[start SELECTED EXTRACT]

While this focus has not received much attention in the problem-solving literature, the influence of success rates on an analogous selection task has. This is the two-choice selection task studied in probability-learning experiments (e.g., Estes, 1964; Humphreys, 1939; Jones, 1971). The basic paradigm of these experiments is to ask subjects to predict which of two outcomes will occur (e.g., a coin coming up heads or tails), where one outcome (say, heads) has probability p and the other (tails) has probability 1-p. In these experiments, the success rate p is varied within or between subjects, and selection tendencies (e.g., guessing heads vs. tails) are studied as a function of p. A common finding is that, with multiple trials, subjects exhibit probability matching--they select each response a proportion of the time equal to its probability of occurring (Estes, 1964). For example, if heads comes up with probability 0.8, subjects will tend to guess heads 0.8 of the time. (Notice that this does not maximize one's expected number of correct guesses.)

[end SELECTED EXTRACT]

* [EXERCISE SET]
1. Please report how many lines of the entries contain the string "white", treating case as significant, and give only the number.
2. Resume the excerpt on probability learning, starting after its final sentence.
The entries that follow bear no relation to the excerpt on probability learning.

[start DATA IN THIS EXERCISE]

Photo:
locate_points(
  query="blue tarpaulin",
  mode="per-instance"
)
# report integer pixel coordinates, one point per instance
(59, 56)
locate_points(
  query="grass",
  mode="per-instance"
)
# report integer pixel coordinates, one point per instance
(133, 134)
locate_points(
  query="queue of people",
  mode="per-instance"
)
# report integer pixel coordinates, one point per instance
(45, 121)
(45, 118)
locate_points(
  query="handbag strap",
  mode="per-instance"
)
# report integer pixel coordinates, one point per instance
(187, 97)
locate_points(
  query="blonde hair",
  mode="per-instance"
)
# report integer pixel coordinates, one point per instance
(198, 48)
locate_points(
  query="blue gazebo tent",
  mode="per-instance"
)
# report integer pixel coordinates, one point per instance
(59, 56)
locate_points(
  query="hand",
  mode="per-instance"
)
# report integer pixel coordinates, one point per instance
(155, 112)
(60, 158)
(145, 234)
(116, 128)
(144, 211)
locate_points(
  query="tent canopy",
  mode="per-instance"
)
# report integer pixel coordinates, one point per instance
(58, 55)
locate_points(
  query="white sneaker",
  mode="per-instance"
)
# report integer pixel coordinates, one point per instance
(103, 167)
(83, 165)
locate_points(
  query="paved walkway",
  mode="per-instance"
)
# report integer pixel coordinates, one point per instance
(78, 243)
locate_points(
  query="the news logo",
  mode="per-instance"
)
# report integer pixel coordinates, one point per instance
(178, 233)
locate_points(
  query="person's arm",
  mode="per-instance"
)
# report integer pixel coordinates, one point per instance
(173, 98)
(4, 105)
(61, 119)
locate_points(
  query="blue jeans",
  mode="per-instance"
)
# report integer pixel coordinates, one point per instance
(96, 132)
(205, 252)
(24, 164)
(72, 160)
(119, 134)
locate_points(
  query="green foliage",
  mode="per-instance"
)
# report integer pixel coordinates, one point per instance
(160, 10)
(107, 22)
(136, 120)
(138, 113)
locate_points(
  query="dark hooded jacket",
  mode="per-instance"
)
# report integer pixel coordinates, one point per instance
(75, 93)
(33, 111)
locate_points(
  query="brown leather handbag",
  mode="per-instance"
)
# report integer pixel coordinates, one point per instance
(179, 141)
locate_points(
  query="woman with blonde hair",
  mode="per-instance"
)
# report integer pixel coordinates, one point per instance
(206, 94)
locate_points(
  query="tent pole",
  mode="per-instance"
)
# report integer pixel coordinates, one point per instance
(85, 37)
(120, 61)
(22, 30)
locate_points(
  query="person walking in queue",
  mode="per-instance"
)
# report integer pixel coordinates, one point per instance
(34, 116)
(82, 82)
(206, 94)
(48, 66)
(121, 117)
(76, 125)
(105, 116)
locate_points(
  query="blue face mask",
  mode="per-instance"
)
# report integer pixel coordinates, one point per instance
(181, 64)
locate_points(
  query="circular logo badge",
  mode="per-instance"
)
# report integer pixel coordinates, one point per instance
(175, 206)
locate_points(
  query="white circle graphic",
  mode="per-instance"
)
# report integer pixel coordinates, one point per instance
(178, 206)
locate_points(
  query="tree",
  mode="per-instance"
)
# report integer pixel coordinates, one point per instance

[end DATA IN THIS EXERCISE]

* [TASK-BY-TASK ANSWERS]
1. 2

2.
Many models have been developed that predict probability matching in such contextually sparse situations (Atkinson & Estes, 1963; Gluck & Bower, 1988; Lordahl, 1970). An interesting question, however, is whether people will exhibit probability matching when the selection task is embedded in the larger context of solving a problem. One might expect that the learning mechanism underlying probability matching is fundamental and applies in a variety of contexts, but it is possible that, when making selections in service of a larger goal, solvers will be more likely to maximize their expected number of solutions by selecting the more successful strategy all of the time.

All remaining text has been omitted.